§ **Instruction**: Repeat, exactly and completely, the entries shown underneath.

>> start Supplied information

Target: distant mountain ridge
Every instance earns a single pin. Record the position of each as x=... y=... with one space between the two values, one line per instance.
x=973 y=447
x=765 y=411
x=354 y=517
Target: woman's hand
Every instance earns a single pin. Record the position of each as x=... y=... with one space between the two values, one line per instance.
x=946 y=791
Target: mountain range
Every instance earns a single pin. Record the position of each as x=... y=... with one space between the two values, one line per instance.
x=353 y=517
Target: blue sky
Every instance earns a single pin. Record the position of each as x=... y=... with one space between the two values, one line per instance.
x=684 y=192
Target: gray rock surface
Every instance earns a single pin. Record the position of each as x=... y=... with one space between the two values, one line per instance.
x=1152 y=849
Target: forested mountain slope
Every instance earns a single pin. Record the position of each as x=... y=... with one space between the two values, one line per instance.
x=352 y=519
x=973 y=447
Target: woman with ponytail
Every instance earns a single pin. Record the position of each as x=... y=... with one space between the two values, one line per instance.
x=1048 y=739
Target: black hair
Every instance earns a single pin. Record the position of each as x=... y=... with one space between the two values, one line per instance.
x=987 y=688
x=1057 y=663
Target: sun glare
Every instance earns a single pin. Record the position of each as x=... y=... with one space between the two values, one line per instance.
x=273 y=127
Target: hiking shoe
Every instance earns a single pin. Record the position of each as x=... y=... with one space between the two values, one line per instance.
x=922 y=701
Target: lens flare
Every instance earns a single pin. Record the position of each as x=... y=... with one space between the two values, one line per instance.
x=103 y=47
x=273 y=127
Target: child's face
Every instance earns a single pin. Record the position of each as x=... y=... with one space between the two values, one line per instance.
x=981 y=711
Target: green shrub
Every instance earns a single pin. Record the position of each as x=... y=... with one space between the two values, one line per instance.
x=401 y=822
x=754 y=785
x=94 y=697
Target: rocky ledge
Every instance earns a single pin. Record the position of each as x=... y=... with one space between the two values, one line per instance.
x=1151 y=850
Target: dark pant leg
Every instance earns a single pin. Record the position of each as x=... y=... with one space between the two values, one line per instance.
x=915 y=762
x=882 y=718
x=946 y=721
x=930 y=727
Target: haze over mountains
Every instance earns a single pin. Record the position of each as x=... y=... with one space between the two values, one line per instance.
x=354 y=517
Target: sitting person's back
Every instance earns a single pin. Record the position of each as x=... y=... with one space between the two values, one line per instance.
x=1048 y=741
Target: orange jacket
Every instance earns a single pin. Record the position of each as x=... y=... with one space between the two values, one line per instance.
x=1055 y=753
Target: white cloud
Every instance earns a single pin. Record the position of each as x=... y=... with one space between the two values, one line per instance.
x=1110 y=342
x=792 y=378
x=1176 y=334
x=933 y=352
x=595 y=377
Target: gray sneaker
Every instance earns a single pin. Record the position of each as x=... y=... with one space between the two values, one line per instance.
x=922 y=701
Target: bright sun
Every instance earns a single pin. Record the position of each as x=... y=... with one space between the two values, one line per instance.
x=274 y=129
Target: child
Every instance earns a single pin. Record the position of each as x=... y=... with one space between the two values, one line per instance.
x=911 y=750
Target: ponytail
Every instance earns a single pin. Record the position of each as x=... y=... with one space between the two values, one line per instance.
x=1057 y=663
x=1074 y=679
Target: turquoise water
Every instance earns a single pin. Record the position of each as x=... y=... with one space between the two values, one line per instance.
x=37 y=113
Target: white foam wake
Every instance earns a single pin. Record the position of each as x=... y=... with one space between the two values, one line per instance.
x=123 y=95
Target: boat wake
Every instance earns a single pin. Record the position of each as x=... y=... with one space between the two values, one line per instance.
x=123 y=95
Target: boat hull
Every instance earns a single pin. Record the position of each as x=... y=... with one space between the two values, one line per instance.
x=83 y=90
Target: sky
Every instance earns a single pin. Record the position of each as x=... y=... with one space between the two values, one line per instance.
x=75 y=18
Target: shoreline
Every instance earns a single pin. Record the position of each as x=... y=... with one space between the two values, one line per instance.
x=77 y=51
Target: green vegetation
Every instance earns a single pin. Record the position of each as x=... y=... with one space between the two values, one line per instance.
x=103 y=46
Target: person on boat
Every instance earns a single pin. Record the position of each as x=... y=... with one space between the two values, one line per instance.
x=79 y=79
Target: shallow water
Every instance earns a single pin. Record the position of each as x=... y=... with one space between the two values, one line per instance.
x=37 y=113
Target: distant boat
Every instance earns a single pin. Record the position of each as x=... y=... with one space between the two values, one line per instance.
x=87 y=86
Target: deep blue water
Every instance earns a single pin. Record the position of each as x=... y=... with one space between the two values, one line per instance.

>> end Supplied information

§ **Problem solution**:
Target: distant mountain ridge
Every instance earns a single pin. Record the position of each as x=... y=... with one space between the two values, one line per instance.
x=973 y=447
x=765 y=411
x=354 y=517
Target: woman's hand
Every instance earns a single pin. Record the position of each as x=... y=... with one space between the two values, one line per instance.
x=946 y=791
Target: mountain range
Every instance earns a single pin. Record the position of each as x=... y=... with one space between the two values, one line per instance.
x=353 y=517
Target: blue sky
Every instance earns a single pin. Record the position of each as x=... y=... with one space between the two values, one line per instance.
x=684 y=192
Target: gray rock surface
Every instance earns a single pin. Record the position of each as x=... y=... with one space between the two values, one line per instance.
x=1152 y=849
Target: forested mountain slope
Every instance earns a single pin. Record the position of each as x=... y=... with one space between the two values, one line per instance.
x=352 y=519
x=973 y=447
Target: woman with ponytail
Every instance earns a single pin. Record the position of each as x=... y=... with one space between the two values, one line per instance.
x=1048 y=739
Target: black hair
Every instance earns a single pin. Record the position of each as x=... y=... with one space between the two values, one line per instance.
x=987 y=688
x=1057 y=663
Target: sun glare
Every instance earns a single pin. Record the position of each as x=... y=... with one space between the two values, one line per instance.
x=273 y=127
Target: hiking shoe
Every instance earns a single pin. Record the position of each as x=... y=... with one space between the two values, one line per instance.
x=922 y=701
Target: lens flare
Every instance earns a single pin. Record the position of each as x=... y=... with one space between the two values, one line per instance.
x=103 y=47
x=273 y=127
Target: child's face
Every instance earns a single pin. Record the position of each as x=... y=... with one space between the two values, one line per instance.
x=981 y=711
Target: green shrub
Every instance earns a single pin. Record the position of each as x=... y=... with one space between the two values, one line per instance.
x=401 y=822
x=754 y=785
x=94 y=697
Target: rocky ledge
Every instance earns a single pin. Record the position of each as x=... y=... with one space between the two values, one line per instance.
x=1151 y=850
Target: dark pant leg
Every instance earns a single pin. Record the position of each as x=... y=... with one space between the two values, one line per instance.
x=915 y=762
x=882 y=718
x=946 y=721
x=930 y=727
Target: haze over mountains
Every instance earns a single pin. Record the position of each as x=... y=... with one space between the two values, one line per instance.
x=354 y=517
Target: sitting person's back
Every instance earns a single pin. Record the position of each as x=... y=... with one space between the two values, one line per instance.
x=1048 y=741
Target: orange jacket
Every instance earns a single pin. Record the position of each as x=... y=... with one space between the two values, one line per instance.
x=1055 y=753
Target: white cloud
Every instance earns a single pin. Record the position of each as x=... y=... with one space between the two values, one line per instance.
x=1110 y=342
x=792 y=378
x=1176 y=334
x=933 y=352
x=595 y=377
Target: gray sneaker
Every instance earns a single pin. Record the position of each as x=... y=... with one space between the two values, one line per instance.
x=922 y=701
Target: bright sun
Every instance earns a single pin. Record the position of each as x=... y=... with one space between the two values, one line per instance.
x=274 y=129
Target: child
Every instance earns a single pin. Record the position of each as x=... y=... with one space between the two values, one line per instance.
x=911 y=750
Target: ponytail
Every instance earns a single pin. Record the position of each as x=... y=... with one space between the two values, one line per instance.
x=1057 y=663
x=1074 y=679
Target: turquoise water
Every instance earns a single pin. Record the position of each as x=... y=... with one space between the two values, one line per instance.
x=37 y=113
Target: white foam wake
Every instance earns a single pin. Record the position of each as x=... y=... with one space between the two values, one line per instance.
x=123 y=95
Target: boat wake
Every instance earns a single pin. Record the position of each as x=... y=... with one space between the two values, one line per instance.
x=123 y=95
Target: boat hull
Every instance earns a single pin. Record the position of each as x=... y=... with one space between the two values, one line per instance.
x=83 y=90
Target: sky
Every instance earns a single pin. Record the position of each as x=... y=... with one space between the two values, one line per instance.
x=75 y=18
Target: shoreline
Every instance earns a single pin. Record the position of each as x=... y=... with one space between the two values, one line per instance.
x=77 y=51
Target: green vegetation
Every instance earns a single pin. Record the position of each as x=... y=... with one space between the two values, one line per instance.
x=103 y=46
Target: person on boat
Every instance earns a single pin. Record the position of each as x=... y=... with one space between the two values, one line per instance.
x=79 y=79
Target: shallow water
Every instance earns a single pin. Record the position of each as x=... y=... with one space between the two values, one line per instance.
x=37 y=113
Target: distant boat
Every instance earns a single pin. Record the position of each as x=... y=... with one space between the two values, one line per instance.
x=87 y=86
Target: deep blue water
Every instance earns a single pin. Record the position of each as x=... y=... with one space between the two values, one line per instance.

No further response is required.